▸ Instructions to follow
Copy every line of the material below word for word.

▸ Available records
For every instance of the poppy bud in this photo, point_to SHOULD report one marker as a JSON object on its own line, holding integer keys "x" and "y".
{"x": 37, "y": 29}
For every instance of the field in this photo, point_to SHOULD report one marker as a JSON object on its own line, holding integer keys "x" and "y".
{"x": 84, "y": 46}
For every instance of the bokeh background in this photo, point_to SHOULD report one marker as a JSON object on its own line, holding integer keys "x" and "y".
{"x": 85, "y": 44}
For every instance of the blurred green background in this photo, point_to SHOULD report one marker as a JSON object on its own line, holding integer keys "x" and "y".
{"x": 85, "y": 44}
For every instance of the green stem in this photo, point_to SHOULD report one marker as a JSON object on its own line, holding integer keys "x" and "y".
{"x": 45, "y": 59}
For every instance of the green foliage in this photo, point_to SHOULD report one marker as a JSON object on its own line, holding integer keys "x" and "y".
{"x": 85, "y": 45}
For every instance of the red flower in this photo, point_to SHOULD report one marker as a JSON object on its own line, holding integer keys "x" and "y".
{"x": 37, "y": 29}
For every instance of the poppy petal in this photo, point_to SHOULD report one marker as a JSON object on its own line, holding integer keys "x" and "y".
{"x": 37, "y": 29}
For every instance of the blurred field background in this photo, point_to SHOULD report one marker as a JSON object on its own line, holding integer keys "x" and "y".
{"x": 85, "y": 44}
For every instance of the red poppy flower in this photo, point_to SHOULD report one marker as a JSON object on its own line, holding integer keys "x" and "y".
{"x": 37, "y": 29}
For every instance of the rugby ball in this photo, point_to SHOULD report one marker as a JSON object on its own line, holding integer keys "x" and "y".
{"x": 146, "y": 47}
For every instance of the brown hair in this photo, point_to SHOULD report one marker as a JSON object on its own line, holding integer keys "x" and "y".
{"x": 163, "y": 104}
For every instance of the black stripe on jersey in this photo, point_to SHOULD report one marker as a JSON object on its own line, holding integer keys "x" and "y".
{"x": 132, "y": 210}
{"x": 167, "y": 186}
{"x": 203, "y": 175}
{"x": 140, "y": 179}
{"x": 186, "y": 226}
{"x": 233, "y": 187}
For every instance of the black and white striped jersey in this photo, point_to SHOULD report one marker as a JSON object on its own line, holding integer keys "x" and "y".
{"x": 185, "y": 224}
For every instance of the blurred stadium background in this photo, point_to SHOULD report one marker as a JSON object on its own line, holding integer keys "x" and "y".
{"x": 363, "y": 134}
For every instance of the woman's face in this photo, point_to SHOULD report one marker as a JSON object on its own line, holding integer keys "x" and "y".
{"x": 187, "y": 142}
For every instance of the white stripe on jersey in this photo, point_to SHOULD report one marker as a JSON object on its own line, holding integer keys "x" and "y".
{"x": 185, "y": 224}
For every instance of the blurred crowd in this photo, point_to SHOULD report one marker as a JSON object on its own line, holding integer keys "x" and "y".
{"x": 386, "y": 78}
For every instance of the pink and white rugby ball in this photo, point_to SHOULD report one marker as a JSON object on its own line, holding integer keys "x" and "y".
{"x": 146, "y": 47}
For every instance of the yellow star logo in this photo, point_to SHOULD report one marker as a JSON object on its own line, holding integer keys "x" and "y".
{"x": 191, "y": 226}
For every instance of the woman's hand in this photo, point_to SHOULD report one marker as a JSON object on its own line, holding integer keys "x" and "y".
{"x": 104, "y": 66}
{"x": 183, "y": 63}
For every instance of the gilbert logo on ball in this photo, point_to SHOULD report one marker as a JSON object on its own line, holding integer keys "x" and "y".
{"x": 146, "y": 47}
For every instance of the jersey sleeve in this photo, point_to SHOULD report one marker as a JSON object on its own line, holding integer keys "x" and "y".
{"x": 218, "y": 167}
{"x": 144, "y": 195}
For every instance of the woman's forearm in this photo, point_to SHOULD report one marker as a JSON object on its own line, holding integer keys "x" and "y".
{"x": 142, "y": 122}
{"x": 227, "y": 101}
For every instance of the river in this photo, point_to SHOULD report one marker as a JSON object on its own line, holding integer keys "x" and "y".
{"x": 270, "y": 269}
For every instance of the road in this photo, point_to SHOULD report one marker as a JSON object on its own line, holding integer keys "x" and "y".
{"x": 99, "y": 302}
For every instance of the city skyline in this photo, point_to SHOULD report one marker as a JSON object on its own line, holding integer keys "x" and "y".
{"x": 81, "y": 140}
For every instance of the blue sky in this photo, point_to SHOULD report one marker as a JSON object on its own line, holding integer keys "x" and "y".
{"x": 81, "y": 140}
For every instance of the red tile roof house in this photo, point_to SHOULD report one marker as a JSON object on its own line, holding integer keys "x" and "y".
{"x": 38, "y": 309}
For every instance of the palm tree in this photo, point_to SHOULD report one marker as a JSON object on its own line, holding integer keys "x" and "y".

▸ Task solution
For every instance of the poppy bud in this photo, point_to SHOULD report one marker as a JSON object on its own line, holding integer keys "x" and "y".
{"x": 37, "y": 29}
For every instance of the field in this photo, point_to SHOULD report one marker as a JSON object on its own line, holding integer keys "x" and "y".
{"x": 84, "y": 46}
For every instance of the bokeh background in this photo, point_to SHOULD report one marker as a JSON object on its own line, holding integer keys "x" and "y".
{"x": 85, "y": 44}
For every instance of the blurred green background in this photo, point_to SHOULD report one marker as a JSON object on its own line, holding integer keys "x" and "y".
{"x": 85, "y": 44}
For every instance of the green stem in this photo, point_to SHOULD report one marker as a JSON object on its own line, holding integer keys "x" and "y".
{"x": 45, "y": 59}
For every instance of the green foliage in this photo, point_to SHOULD report one marker as a JSON object on its own line, holding integer keys "x" and "y".
{"x": 85, "y": 45}
For every instance of the red flower in this photo, point_to SHOULD report one marker as a JSON object on its own line, holding integer keys "x" and "y".
{"x": 37, "y": 29}
For every instance of the poppy petal in this photo, point_to SHOULD report one marker as a JSON object on its own line, holding integer keys "x" and "y".
{"x": 37, "y": 29}
For every instance of the blurred field background in this photo, point_to SHOULD report one marker as a JSON object on its own line, holding integer keys "x" and "y".
{"x": 85, "y": 44}
For every instance of the red poppy flower in this photo, point_to SHOULD report one marker as a JSON object on its own line, holding integer keys "x" and "y".
{"x": 37, "y": 29}
For every instance of the rugby ball in this photo, point_to SHOULD report one marker as a JSON object on its own line, holding integer keys "x" and "y".
{"x": 146, "y": 47}
For every instance of the brown hair in this photo, point_to SHOULD report one marker as a JSON object on its own line, holding integer keys "x" and "y".
{"x": 163, "y": 104}
For every instance of the black stripe on jersey in this photo, point_to SHOULD report one marker as a JSON object on its own line, holding integer keys "x" and "y".
{"x": 132, "y": 210}
{"x": 167, "y": 186}
{"x": 203, "y": 175}
{"x": 140, "y": 179}
{"x": 186, "y": 226}
{"x": 233, "y": 187}
For every instance of the black and white striped jersey in this photo, point_to SHOULD report one marker as a JSON object on its own line, holding integer keys "x" and "y".
{"x": 185, "y": 224}
For every instance of the blurred stadium background in this photo, point_to SHOULD report one marker as a JSON object on its own line, holding integer keys "x" and "y".
{"x": 363, "y": 134}
For every instance of the woman's face in this photo, point_to SHOULD report one marker as a JSON object on its own line, holding integer keys "x" and "y".
{"x": 187, "y": 142}
For every instance of the white stripe on jersey in this photo, point_to SHOULD report one marker as a JSON object on its own line, holding integer keys "x" and "y".
{"x": 185, "y": 224}
For every instance of the blurred crowd in this photo, point_to SHOULD report one marker as a JSON object on its own line, holding integer keys "x" and "y".
{"x": 386, "y": 78}
For every instance of the pink and white rugby ball in this photo, point_to SHOULD report one marker as a JSON object on its own line, holding integer keys "x" and "y".
{"x": 146, "y": 47}
For every instance of the yellow star logo in this photo, point_to SHOULD report one marker as a JSON object on its own line, holding integer keys "x" and "y".
{"x": 191, "y": 226}
For every instance of the woman's hand in this photo, point_to SHOULD report one marker as a JSON object on its own line, holding integer keys "x" and "y".
{"x": 104, "y": 66}
{"x": 183, "y": 63}
For every instance of the gilbert logo on ball in this photo, point_to SHOULD report one marker as a JSON object on its own line, holding integer keys "x" and "y".
{"x": 146, "y": 47}
For every instance of the jersey sleeve in this photo, point_to SHOULD report one marker as a JSON object on its own line, holding integer keys "x" and "y".
{"x": 218, "y": 167}
{"x": 144, "y": 195}
For every instance of the woman's forearm in this photo, point_to SHOULD report one marker as a JSON object on its own line, holding integer keys "x" and "y".
{"x": 142, "y": 122}
{"x": 227, "y": 101}
For every instance of the river in this photo, point_to SHOULD report one marker as a JSON object on its own line, holding integer keys "x" and "y".
{"x": 270, "y": 269}
For every instance of the road in this photo, point_to SHOULD report one marker as a JSON object on its own line, holding integer keys "x" and "y".
{"x": 99, "y": 302}
For every instance of the city skyline in this photo, point_to SHOULD report one marker as a JSON object on its own line, holding integer keys "x" and "y".
{"x": 81, "y": 140}
For every instance of the blue sky in this photo, point_to SHOULD report one marker as a JSON object on its own line, holding integer keys "x" and "y".
{"x": 81, "y": 140}
For every instance of the red tile roof house in this photo, point_to SHOULD report one marker as a JSON object on its own line, holding integer keys "x" and "y".
{"x": 38, "y": 309}
For every instance of the palm tree in this photo, point_to SHOULD report one marker as a JSON object on its own line, holding integer keys "x" and "y".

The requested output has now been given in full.